EXTRACT -
--- START ---
Ginger. Contributes gingerols and shogaols, both with antimicrobial and anti-inflammatory activity. Fresh ginger root, not dried powder.

Cinnamon bark. Cinnamaldehyde, the primary active compound, is a broad-spectrum antimicrobial that disrupts bacterial cell membranes and inhibits fungal growth. Use whole sticks or chips — ground cinnamon loses volatile compounds quickly and is harder to strain.

Optional additions used in some traditions: licorice root (glycyrrhizin, adaptogenic compounds), angelica root, green onion. These are supplemental, not critical. A three-herb batch of garlic, ginger and cinnamon produces quality OHN.

Method 1: Brown sugar extraction (traditional KNF)

This uses osmotic pressure to extract compounds from the herbs, the same mechanism used in FFJ and FPJ production.

Materials:

  • 1 part garlic (roughly chopped or lightly crushed, not minced)
  • 1 part fresh ginger (roughly chopped)
  • 0.5-1 part cinnamon bark chips
  • Brown sugar: equal to the total herb weight

Process:

  1. Weigh your herbs. Chop garlic coarsely — the goal is to break cell walls to release allicin without creating so much surface area that straining becomes difficult.
  2. Layer herbs and sugar in a glass jar: herbs, sugar, herbs, sugar, ending with a sugar cap on top.
  3. Cover loosely with cloth. Do not seal — fermentation activity produces CO2 and the cloth allows air exchange.
  4. Leave at room temperature (65-80°F) for 5-7 days. Stir daily.
  5. Liquid will accumulate as the sugar draws compounds out of the herbs. By day 3-4, there should be significant brown liquid in the jar.
  6. Strain through cheesecloth or fine mesh. Squeeze the herb solids to extract remaining liquid.
  7. The finished OHN should be dark amber to brown, strongly aromatic (garlic, ginger, cinnamon are all clearly identifiable), and sweet-acidic.

Shelf life: 6-12 months in a sealed container. Refrigeration extends stability.

Method 2: Alcohol extraction

Alcohol extracts compounds more efficiently and produces a more stable, longer-lasting product. This is preferred by growers who want a consistent, potent extract that stores well.

Materials:

  • Same herbs as above
  • Rice wine, soju or any grain-based alcohol at 25-35% alcohol content (do not use rubbing alcohol — food-grade only)

Process:

  1. Roughly chop the herbs and place in a glass jar.
  2. Pour the alcohol over the herbs until they are fully submerged.
  3. Seal the jar. Leave in a cool, dark location for 5-7 days. Shake daily.
  4. Strain and store. The alcohol-extracted OHN has a sharper, more concentrated aromatic profile than the sugar-extracted version and keeps longer.

Some practitioners do a two-stage extraction: sugar first for 3-4 days, then drain off the liquid, add alcohol to the same herbs and extract for another 3-4 days, then combine the two extracts. This pulls both water-soluble and alcohol-soluble compounds.

What finished OHN should look like

Color: amber to dark brown. Alcohol-extracted OHN is typically lighter than sugar-extracted.
--- END ---
SOURCE DATA -
--- START ---
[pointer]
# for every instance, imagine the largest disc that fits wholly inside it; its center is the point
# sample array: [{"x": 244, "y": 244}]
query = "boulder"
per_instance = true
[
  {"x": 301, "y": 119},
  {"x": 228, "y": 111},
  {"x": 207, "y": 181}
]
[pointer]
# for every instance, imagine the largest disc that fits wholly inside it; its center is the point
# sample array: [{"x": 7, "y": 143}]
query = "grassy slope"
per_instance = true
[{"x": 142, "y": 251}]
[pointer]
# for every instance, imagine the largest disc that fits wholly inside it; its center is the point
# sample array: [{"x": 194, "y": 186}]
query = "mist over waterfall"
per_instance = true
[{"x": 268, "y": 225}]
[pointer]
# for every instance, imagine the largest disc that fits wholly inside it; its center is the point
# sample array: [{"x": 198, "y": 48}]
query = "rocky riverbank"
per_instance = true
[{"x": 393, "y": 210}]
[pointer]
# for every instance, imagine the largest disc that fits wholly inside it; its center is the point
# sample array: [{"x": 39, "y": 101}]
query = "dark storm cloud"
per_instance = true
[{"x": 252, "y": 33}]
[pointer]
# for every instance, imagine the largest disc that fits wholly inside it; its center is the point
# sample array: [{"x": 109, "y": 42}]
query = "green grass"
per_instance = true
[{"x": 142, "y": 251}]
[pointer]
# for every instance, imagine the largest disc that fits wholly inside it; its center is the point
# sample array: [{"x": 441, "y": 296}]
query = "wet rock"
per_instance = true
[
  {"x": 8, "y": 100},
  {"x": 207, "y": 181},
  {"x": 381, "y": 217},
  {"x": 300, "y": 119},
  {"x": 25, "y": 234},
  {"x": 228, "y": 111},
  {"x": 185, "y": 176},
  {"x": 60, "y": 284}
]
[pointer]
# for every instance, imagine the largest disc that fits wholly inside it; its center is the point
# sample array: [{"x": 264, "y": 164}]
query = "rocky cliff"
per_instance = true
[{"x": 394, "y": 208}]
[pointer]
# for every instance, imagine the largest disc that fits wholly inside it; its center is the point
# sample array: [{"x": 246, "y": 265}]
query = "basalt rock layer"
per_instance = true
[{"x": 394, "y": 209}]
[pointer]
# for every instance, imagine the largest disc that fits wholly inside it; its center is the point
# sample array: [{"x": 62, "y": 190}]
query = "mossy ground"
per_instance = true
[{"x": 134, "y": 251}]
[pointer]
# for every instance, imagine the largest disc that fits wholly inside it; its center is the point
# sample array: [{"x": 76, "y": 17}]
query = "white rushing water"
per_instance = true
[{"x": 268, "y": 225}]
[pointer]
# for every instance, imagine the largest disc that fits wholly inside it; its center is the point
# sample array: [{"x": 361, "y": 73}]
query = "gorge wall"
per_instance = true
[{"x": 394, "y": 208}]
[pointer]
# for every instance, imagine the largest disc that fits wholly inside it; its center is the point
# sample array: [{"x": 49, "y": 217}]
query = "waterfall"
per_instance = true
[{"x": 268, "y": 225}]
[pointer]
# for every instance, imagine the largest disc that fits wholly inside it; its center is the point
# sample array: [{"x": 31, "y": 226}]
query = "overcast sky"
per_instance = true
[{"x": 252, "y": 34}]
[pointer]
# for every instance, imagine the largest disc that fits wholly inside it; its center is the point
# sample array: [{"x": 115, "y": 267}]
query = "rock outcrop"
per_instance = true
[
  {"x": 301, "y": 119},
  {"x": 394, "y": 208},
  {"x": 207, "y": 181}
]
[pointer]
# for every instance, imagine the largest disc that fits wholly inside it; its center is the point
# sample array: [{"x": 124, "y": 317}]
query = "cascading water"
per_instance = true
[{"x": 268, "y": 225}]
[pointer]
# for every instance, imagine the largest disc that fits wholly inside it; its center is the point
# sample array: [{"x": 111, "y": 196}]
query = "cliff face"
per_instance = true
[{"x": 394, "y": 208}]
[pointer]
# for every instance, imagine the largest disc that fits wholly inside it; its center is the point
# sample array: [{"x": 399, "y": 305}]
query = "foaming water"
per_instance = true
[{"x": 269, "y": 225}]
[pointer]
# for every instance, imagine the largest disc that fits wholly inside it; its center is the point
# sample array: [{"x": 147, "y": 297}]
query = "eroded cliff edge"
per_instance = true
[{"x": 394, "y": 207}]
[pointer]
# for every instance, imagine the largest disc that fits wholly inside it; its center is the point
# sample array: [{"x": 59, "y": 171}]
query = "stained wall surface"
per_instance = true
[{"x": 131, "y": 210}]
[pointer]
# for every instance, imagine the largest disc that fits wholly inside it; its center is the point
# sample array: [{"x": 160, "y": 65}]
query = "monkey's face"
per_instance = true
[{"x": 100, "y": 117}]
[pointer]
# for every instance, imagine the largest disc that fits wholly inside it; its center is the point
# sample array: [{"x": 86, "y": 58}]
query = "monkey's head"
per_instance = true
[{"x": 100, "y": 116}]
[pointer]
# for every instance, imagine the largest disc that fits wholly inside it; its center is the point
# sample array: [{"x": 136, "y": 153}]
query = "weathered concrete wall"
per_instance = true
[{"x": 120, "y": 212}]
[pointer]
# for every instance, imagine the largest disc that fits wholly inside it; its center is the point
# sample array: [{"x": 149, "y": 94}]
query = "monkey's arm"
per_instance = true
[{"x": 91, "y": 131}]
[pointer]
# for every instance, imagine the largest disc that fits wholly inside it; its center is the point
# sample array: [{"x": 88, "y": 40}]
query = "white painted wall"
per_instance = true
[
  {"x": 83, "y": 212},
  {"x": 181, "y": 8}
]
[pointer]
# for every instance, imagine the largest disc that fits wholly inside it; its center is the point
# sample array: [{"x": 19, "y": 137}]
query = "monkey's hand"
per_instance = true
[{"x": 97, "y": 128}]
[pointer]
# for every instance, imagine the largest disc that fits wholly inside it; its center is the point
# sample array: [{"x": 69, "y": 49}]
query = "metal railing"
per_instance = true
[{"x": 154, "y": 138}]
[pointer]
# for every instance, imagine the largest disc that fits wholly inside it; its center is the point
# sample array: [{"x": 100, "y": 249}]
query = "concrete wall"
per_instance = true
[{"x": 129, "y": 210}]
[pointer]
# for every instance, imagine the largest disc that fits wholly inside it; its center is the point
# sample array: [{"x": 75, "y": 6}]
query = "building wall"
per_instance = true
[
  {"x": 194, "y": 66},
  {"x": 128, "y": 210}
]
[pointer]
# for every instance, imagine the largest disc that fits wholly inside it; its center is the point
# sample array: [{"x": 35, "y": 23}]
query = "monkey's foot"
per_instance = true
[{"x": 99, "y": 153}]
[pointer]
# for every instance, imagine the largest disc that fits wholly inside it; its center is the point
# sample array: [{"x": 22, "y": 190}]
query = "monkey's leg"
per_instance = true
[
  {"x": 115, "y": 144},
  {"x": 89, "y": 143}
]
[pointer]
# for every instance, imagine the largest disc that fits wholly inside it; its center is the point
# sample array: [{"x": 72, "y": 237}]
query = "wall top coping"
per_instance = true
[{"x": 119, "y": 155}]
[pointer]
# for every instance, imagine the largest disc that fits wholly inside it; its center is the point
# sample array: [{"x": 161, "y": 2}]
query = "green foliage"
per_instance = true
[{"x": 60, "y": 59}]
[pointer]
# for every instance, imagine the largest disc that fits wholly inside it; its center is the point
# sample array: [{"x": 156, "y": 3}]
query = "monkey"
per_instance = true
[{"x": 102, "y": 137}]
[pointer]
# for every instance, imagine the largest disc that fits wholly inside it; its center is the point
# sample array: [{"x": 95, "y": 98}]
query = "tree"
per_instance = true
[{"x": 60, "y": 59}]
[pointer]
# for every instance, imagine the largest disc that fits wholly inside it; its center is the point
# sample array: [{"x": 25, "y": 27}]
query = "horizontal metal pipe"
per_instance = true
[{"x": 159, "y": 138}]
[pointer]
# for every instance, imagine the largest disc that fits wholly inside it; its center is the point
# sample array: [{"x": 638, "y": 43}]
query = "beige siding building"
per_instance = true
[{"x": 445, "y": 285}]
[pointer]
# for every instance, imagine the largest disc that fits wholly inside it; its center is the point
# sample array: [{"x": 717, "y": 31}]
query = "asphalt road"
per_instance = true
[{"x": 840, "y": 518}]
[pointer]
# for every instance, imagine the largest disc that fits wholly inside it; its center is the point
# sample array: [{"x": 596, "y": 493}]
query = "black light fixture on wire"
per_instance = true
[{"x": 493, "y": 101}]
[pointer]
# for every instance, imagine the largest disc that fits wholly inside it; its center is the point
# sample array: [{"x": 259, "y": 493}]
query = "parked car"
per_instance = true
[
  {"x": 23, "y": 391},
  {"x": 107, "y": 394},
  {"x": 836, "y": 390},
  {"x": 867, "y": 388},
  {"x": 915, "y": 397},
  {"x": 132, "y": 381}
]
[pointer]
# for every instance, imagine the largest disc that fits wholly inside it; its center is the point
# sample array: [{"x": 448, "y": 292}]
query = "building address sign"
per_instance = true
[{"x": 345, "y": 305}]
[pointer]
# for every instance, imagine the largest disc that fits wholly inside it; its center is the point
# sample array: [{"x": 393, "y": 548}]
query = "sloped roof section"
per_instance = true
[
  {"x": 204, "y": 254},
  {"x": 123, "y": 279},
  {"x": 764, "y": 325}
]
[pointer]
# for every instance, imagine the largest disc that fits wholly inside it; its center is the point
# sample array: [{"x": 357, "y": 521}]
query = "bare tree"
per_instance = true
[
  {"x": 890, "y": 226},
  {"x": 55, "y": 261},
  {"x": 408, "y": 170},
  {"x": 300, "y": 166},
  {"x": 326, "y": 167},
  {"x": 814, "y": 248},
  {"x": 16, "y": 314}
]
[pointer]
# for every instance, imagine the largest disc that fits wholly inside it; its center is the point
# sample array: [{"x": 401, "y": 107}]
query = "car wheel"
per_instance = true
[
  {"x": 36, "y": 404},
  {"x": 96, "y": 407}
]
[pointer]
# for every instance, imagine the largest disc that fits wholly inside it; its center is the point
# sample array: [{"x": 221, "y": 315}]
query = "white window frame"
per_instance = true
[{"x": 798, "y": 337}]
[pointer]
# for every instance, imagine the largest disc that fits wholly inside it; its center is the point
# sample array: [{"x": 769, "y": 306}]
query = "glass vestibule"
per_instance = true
--- END ---
PROBLEM REQUIREMENTS - Can you extract the OHN text between "3. Cover loosely" and "in the jar.", inclusive? This material has nothing to do with the OHN text.

EXERCISE RESPONSE -
3. Cover loosely with cloth. Do not seal — fermentation activity produces CO2 and the cloth allows air exchange.
  4. Leave at room temperature (65-80°F) for 5-7 days. Stir daily.
  5. Liquid will accumulate as the sugar draws compounds out of the herbs. By day 3-4, there should be significant brown liquid in the jar.